— START DATA ROWS —

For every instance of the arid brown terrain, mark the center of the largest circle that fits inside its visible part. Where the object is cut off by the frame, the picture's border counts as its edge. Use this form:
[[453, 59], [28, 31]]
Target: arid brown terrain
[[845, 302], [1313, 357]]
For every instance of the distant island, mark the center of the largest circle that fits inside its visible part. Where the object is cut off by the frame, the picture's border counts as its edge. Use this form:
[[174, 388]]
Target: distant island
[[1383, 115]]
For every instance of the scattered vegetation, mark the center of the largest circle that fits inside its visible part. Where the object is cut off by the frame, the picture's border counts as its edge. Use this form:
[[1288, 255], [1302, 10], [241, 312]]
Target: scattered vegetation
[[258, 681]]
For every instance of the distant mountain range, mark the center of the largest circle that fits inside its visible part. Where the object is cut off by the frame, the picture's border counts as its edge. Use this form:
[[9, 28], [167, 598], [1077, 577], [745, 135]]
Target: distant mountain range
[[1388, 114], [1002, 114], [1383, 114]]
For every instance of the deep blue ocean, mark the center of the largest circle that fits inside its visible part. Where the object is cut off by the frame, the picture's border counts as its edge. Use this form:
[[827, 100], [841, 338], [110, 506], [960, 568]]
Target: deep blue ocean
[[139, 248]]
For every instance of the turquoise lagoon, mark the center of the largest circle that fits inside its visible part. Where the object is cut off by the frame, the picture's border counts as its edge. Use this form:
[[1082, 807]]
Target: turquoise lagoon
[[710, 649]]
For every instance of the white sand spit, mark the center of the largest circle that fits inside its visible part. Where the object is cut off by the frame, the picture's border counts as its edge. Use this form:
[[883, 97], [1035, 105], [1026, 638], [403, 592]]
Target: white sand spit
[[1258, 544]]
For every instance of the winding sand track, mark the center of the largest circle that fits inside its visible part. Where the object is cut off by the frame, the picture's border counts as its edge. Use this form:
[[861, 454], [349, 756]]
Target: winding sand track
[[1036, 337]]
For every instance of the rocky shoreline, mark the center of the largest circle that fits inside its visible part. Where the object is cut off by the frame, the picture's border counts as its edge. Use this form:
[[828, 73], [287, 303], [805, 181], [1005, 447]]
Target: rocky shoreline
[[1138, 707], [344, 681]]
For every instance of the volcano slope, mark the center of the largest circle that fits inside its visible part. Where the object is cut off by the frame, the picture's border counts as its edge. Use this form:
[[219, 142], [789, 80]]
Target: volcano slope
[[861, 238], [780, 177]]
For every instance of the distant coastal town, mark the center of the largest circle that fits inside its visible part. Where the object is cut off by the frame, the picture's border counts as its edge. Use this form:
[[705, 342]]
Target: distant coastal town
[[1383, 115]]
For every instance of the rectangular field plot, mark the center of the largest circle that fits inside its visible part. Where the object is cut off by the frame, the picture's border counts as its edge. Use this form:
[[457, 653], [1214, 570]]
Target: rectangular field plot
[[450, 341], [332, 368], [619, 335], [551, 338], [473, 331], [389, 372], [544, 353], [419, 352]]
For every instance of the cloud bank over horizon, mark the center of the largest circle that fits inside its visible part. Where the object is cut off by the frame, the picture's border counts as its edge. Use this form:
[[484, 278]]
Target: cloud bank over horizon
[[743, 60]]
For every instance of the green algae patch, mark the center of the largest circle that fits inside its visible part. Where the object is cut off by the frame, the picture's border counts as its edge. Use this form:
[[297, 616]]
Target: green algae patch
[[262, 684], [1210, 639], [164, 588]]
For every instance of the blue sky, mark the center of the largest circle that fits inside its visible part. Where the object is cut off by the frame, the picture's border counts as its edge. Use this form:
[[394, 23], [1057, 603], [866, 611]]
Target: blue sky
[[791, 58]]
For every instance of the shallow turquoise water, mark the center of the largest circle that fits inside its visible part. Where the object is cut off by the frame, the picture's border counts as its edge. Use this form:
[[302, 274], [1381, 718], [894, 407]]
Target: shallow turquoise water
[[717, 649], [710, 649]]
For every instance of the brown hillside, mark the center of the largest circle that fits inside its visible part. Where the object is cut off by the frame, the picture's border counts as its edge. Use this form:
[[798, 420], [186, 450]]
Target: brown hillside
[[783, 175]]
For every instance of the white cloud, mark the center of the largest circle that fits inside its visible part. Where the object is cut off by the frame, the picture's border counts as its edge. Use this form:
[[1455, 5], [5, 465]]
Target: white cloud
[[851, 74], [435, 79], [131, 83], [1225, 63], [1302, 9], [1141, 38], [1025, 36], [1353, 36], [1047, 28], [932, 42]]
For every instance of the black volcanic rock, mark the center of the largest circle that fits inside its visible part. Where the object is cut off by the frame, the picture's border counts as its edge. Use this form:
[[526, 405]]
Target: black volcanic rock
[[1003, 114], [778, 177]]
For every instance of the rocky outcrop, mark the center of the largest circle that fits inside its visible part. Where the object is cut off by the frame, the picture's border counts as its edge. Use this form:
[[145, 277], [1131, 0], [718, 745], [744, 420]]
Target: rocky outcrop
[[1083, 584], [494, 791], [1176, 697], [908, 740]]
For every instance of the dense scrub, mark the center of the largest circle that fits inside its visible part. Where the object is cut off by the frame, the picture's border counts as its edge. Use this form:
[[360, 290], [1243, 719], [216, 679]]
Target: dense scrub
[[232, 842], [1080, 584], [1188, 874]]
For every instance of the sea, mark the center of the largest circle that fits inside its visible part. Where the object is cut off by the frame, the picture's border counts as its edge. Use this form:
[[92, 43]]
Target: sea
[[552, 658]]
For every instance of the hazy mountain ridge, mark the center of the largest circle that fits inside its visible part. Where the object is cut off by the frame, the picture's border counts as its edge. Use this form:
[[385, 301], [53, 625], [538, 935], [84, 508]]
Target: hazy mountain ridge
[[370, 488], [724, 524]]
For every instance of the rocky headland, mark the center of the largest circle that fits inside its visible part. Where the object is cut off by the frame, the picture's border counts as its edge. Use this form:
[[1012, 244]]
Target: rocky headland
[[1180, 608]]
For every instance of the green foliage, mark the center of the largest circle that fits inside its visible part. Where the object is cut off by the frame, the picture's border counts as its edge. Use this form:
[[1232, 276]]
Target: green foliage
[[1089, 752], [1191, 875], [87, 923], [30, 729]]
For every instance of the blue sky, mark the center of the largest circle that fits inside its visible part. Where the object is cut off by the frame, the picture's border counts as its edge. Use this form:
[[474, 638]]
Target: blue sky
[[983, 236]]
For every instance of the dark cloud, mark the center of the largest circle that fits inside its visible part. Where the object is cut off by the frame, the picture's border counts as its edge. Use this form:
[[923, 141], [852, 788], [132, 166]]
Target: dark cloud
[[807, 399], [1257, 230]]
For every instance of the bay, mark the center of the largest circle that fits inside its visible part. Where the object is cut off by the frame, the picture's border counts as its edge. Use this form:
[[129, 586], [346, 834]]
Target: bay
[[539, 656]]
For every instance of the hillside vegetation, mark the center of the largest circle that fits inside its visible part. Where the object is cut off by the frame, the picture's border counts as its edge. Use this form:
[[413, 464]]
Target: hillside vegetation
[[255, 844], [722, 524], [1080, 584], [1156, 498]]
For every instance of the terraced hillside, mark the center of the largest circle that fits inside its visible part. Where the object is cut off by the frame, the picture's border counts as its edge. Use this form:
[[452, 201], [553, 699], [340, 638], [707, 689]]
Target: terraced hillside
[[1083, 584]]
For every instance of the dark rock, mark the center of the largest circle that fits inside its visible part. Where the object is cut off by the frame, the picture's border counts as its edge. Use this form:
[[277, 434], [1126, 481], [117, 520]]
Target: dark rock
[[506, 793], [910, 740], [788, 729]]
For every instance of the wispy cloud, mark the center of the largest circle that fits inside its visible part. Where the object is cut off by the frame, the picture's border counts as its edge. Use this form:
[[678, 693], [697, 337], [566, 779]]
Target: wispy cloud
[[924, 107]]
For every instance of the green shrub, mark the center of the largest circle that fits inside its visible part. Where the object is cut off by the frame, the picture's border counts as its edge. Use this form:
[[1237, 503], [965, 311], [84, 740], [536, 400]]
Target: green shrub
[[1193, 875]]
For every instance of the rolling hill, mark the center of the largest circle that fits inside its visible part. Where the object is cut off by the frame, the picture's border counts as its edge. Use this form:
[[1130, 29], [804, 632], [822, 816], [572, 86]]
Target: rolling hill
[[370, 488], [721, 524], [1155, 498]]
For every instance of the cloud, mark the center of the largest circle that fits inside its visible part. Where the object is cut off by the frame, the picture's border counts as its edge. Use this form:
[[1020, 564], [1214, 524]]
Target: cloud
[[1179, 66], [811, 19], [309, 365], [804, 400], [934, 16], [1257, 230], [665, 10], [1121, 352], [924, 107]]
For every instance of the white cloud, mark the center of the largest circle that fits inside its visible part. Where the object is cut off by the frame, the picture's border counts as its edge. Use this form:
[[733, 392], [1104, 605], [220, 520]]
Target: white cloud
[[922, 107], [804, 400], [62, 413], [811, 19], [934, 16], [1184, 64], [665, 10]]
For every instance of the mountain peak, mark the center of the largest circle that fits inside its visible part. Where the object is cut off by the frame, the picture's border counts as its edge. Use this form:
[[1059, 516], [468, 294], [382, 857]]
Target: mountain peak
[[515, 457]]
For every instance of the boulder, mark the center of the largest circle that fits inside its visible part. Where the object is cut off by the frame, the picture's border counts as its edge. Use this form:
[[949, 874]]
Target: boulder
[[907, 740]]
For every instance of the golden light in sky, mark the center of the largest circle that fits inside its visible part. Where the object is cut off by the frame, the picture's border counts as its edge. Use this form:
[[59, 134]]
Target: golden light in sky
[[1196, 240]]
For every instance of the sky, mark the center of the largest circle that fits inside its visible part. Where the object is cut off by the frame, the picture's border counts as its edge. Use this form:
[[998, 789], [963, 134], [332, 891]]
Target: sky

— END DATA ROWS —

▶ [DIRECTIVE]: Repeat exactly the lines from the line containing "For every instance of the golden" through the end of the listing above; both boundary lines are part of the output.

▶ [IN RESPONSE]:
For every instance of the golden light in sky, mark the center of the largest circle that fits inside its visible part. Where the object is cut off by the frame, the picture's border counts as its edge. Use this form:
[[59, 134]]
Target: golden light in sky
[[1196, 240]]
For every instance of the sky, mark the center of the largest circle that fits inside its visible part. Where the object is cut off by the frame, the picture's border counts as its edge. Use this form:
[[998, 789], [963, 134], [332, 891]]
Target: sky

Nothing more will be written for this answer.